Pull out every line of the listing below that contains the string "player", with matching case, and copy each one unchanged.

━━━━━━━━━━━━━━━━━━━━━━━━━━━━━━

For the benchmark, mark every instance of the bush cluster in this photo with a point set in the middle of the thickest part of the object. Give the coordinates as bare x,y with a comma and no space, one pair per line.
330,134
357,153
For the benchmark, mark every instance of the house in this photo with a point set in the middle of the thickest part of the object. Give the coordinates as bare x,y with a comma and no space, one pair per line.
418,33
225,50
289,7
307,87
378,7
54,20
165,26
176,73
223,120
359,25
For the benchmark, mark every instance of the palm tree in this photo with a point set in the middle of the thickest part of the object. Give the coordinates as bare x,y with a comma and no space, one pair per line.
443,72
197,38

━━━━━━━━━━━━━━━━━━━━━━━━━━━━━━

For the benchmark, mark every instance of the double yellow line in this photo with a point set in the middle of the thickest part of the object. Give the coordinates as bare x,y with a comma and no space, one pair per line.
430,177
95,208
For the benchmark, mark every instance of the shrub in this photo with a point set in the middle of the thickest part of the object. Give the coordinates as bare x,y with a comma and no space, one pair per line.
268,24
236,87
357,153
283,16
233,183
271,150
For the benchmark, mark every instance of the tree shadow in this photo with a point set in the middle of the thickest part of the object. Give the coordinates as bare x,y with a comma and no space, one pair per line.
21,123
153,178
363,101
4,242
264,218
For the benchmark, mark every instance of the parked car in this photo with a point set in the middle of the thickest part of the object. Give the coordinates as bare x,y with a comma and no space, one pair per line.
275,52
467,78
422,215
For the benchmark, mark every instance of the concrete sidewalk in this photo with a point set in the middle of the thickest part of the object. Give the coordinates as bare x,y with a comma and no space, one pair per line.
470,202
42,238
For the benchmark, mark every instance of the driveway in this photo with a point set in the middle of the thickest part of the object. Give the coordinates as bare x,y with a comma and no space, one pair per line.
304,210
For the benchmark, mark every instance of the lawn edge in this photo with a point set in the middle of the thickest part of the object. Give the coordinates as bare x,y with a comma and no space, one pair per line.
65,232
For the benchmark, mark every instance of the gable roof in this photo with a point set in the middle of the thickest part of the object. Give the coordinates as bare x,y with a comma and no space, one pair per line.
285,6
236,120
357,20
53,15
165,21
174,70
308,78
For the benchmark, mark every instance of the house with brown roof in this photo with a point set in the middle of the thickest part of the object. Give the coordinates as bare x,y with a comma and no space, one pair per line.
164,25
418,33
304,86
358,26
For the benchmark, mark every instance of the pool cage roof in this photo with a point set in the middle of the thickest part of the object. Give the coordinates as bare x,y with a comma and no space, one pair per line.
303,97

━━━━━━━━━━━━━━━━━━━━━━━━━━━━━━

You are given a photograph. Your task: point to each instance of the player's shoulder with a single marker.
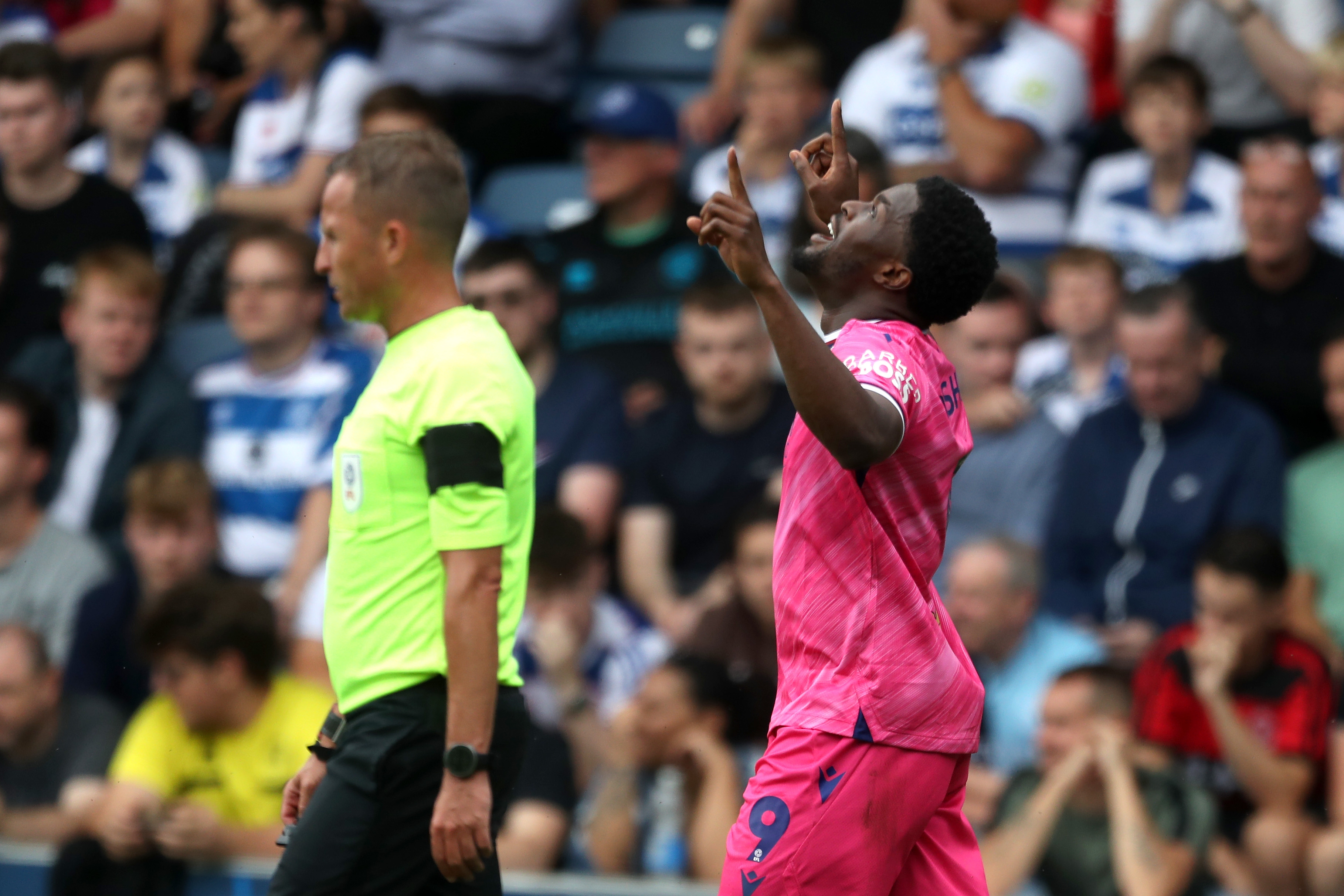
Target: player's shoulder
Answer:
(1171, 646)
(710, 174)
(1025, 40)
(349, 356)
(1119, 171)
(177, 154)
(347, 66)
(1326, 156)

━━━━━━━━━━━━━━━━━━━━━━━━━━━━━━

**Task response:**
You are given a photograph. Your task: point to each instance of the player's shoulder with a single marker.
Target: player's shoulder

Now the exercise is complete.